** START OF The records **

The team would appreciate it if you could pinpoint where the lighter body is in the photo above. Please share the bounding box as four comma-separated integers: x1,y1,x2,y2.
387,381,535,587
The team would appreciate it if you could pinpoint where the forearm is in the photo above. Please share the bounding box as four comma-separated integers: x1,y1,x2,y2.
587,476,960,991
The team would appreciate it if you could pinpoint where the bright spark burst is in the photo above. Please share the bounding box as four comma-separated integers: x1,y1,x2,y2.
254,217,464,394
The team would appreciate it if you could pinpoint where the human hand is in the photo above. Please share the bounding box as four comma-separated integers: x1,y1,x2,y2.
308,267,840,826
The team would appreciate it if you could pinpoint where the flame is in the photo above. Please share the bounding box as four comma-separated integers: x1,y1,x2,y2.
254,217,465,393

** END OF The records **

▶ _The request_
Transcribe all of the data above word for word, keeping each line in its original order.

▶ _Task response_
The team would appreciate it if you could pinpoint where the lighter body is in the photo above. Please share the bounding box as four comma-separated integers: x1,y1,x2,y2.
387,381,535,587
The team would appreciate it if you could pinpoint where the forearm is in the photo above. Please share the bounding box as four comma-separated integers: x1,y1,x2,y2.
587,476,960,991
The team would appreciate it if you could pinpoint where the bright spark burst is in the photo above. Please share the bounding box as four comma-separated integers: x1,y1,x2,y2.
254,217,464,394
The team would appreciate it if you could pinpoint where the human hand is in the photo above. Please share the bounding box as four comma-separated integers: x1,y1,x2,y2.
308,267,840,826
The team would appreciate it if you could pinpoint where the flame is in the photo above. Please share the bounding box as four comma-separated integers: x1,y1,x2,y2.
254,217,465,393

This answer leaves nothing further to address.